===== Provided text
The Champaign County Board of Revision by a 3-0 vote approved transferring a long-abandoned property to the city of Urbana Thursday.
The board authorized the transfer of the former Q3 JMC Inc. property, 605 Miami St., consistent with the conditions of an ordinance city council approved Tuesday authorizing Urbana director of administration Kerry Brugger to submit a request to transfer the 26 parcels listed in the property to the city.
At a sheriff’s sale on Wednesday no bids were offered for the property creating the potential for the city to acquire the property.
“We really expected once all the facts were out and once all the summaries were put in place, both the city and the county saw the opportunity to make this a win-win,” Brugger said following the board’s action. “The community at large wins in this. If everything plays out like we hope it does we really believe this is a good opportunity for the community as a whole and helps eliminate a blighted area and expands on our economic base.”
As part of the ordinance and the city’s request, the board will waive all taxes and other expenses against the property and all lands acquired and held by the city shall be deemed real property used for a public purpose and shall be exempt from taxation until the property is sold.
==========
The task: According to the news report about the property transfer, how many parcels are listed in the former Q3 JMC Inc. property at 605 Miami St.? Rely solely on the news report about the property transfer.
===== Provided material
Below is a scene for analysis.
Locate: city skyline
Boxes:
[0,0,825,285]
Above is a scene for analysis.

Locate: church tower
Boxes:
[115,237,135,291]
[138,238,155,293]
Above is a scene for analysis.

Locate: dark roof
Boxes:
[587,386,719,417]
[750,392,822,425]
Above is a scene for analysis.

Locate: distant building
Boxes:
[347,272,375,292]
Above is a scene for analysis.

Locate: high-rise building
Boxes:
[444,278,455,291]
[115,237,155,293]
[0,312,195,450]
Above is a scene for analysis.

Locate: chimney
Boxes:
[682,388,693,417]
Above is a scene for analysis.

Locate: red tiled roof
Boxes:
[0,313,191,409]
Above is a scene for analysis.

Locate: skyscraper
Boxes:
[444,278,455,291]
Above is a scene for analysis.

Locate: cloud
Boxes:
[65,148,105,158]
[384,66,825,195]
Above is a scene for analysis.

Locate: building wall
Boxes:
==========
The output: The property lists 26 parcels.